---- INFORMATION SHOWN

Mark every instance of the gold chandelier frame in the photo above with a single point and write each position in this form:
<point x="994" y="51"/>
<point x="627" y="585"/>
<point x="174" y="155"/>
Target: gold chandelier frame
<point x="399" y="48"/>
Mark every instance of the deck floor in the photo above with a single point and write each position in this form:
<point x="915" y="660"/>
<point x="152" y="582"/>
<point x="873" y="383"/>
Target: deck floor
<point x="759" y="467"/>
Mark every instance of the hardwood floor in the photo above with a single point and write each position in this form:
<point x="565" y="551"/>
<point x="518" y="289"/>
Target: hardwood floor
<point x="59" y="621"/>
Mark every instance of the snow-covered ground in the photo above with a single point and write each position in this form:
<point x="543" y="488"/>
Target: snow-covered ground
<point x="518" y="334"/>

--------
---- INFORMATION SHOWN

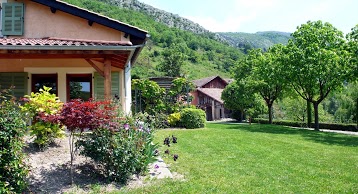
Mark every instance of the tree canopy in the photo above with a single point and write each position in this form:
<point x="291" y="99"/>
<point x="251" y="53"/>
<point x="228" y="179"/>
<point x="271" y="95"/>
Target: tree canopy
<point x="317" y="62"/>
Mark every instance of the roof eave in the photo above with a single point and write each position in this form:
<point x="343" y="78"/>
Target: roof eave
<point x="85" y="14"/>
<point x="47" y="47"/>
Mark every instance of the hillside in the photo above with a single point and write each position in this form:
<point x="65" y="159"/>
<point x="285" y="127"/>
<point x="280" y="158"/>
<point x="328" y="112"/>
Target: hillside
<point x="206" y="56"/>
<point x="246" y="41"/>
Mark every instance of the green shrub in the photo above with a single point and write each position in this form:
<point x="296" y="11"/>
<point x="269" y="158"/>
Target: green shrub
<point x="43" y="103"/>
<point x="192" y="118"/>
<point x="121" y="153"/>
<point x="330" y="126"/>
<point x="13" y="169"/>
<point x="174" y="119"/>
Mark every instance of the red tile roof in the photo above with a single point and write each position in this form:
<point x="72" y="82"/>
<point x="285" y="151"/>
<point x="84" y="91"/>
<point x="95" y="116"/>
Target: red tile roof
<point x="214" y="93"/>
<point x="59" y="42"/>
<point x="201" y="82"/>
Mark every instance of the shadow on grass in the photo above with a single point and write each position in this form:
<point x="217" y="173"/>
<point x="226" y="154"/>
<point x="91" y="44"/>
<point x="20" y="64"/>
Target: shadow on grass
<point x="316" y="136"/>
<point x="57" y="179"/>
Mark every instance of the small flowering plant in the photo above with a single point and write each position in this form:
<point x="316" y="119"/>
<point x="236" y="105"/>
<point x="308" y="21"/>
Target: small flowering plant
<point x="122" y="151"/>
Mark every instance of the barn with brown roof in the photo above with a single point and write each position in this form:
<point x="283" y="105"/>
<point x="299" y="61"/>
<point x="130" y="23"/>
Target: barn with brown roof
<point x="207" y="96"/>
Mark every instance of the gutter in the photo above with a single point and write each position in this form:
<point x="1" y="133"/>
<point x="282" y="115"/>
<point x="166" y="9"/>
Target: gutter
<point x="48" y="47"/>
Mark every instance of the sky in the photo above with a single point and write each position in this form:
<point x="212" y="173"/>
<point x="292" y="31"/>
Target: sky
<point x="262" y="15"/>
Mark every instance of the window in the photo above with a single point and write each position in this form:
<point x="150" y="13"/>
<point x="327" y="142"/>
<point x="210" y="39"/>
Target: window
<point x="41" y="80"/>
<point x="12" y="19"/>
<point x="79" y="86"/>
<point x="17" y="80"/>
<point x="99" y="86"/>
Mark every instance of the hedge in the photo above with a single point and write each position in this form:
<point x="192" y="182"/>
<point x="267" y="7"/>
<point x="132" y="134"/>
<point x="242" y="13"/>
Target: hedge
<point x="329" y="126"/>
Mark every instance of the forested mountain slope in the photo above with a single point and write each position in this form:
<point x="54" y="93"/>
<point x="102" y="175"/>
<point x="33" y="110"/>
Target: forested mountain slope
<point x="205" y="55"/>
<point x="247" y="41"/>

--------
---- INFORMATION SHOWN

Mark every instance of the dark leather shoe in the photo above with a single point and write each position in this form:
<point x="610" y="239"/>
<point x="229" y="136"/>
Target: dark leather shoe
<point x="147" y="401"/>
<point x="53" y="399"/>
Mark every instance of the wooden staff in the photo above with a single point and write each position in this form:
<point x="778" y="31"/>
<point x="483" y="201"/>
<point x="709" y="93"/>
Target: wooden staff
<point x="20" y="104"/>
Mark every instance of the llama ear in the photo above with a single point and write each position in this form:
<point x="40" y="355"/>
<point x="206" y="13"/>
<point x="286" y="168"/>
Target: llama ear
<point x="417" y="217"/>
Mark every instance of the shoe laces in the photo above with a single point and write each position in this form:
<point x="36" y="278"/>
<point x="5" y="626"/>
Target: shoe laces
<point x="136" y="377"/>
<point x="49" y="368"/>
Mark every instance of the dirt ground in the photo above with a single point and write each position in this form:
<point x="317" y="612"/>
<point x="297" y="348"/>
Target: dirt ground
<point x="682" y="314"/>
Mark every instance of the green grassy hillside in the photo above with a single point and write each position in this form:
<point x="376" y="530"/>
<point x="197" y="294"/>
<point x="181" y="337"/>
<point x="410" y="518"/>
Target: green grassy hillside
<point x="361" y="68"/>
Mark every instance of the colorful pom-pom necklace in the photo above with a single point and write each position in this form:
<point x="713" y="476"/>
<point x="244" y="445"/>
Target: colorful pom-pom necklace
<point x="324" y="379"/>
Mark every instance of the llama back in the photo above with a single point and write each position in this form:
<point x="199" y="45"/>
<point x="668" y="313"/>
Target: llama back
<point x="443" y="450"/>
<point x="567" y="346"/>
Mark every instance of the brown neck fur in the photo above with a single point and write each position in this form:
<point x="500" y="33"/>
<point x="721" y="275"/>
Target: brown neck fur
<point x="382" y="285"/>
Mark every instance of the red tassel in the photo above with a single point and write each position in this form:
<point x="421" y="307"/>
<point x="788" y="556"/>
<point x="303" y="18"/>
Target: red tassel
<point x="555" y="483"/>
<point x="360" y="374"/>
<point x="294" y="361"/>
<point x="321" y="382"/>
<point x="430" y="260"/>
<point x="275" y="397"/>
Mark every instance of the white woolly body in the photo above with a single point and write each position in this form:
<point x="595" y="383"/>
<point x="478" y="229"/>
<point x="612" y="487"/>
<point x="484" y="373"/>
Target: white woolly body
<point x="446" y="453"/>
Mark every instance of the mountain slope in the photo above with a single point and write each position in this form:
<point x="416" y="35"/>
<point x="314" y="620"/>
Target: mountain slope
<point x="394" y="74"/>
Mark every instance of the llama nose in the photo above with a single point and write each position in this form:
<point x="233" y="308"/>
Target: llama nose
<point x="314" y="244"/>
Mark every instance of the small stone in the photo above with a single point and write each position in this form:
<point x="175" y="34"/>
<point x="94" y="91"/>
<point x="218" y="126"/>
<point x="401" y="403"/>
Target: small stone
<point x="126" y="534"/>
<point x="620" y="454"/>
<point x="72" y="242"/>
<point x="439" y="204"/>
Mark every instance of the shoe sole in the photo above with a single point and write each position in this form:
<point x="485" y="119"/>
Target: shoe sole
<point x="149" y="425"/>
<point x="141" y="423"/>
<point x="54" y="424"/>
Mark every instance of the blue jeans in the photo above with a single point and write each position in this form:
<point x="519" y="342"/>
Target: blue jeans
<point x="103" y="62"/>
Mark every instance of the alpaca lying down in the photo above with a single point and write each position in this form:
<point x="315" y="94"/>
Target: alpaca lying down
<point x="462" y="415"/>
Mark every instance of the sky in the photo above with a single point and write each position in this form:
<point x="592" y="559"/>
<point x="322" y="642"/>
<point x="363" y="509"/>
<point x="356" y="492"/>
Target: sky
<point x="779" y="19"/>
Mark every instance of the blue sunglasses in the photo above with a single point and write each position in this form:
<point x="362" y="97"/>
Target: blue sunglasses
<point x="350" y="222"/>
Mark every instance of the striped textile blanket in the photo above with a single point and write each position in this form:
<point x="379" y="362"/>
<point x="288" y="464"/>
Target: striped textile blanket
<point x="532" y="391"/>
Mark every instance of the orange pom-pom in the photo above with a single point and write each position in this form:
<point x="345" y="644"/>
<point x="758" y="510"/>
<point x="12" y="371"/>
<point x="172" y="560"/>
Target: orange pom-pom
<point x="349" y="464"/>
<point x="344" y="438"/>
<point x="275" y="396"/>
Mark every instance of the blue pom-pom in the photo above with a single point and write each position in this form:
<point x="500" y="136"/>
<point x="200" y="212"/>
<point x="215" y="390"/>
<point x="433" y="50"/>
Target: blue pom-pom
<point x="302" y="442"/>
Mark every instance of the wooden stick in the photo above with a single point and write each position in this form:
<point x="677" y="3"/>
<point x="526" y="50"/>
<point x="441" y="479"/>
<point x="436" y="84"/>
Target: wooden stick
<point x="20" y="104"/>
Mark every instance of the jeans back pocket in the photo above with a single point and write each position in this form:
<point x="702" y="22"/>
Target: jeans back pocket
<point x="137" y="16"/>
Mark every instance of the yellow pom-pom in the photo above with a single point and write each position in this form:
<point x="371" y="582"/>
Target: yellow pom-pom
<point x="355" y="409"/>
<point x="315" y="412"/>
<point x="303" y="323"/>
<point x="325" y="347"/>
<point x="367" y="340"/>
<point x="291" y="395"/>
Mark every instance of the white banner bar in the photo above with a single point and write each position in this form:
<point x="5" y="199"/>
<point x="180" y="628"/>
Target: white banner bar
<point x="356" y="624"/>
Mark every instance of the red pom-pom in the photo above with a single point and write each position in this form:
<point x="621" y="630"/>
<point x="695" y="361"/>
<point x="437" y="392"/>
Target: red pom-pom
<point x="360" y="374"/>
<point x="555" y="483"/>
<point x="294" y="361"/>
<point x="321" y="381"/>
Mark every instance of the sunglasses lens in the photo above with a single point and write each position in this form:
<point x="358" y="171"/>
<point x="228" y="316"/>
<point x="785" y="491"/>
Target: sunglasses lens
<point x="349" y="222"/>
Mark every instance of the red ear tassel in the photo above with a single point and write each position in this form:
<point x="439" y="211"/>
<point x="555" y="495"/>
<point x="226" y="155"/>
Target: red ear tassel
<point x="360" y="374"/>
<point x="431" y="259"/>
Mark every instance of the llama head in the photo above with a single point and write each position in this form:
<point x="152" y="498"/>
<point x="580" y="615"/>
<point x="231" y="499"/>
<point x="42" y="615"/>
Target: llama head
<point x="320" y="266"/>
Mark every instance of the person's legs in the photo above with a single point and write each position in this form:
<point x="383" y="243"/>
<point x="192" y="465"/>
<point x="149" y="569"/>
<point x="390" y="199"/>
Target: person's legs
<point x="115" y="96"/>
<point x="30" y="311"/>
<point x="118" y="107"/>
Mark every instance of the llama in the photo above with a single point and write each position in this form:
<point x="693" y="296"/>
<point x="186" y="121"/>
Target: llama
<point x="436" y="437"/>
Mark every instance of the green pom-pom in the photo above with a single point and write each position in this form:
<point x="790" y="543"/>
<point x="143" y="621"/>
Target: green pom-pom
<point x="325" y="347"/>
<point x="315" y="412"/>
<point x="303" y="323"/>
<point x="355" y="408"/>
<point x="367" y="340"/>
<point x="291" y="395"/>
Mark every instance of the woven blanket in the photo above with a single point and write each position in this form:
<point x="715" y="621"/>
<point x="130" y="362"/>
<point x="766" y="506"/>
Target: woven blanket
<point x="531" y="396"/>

--------

- **TASK OBJECTIVE**
Return every line above that contains the word "small".

- **COMPLETE RESPONSE**
Mark every instance of the small flowering plant in the photo above with a single point and write each position in this form:
Target: small flowering plant
Mark every instance of the small stone in the photo above with a single point and write each position in this form:
Target: small stone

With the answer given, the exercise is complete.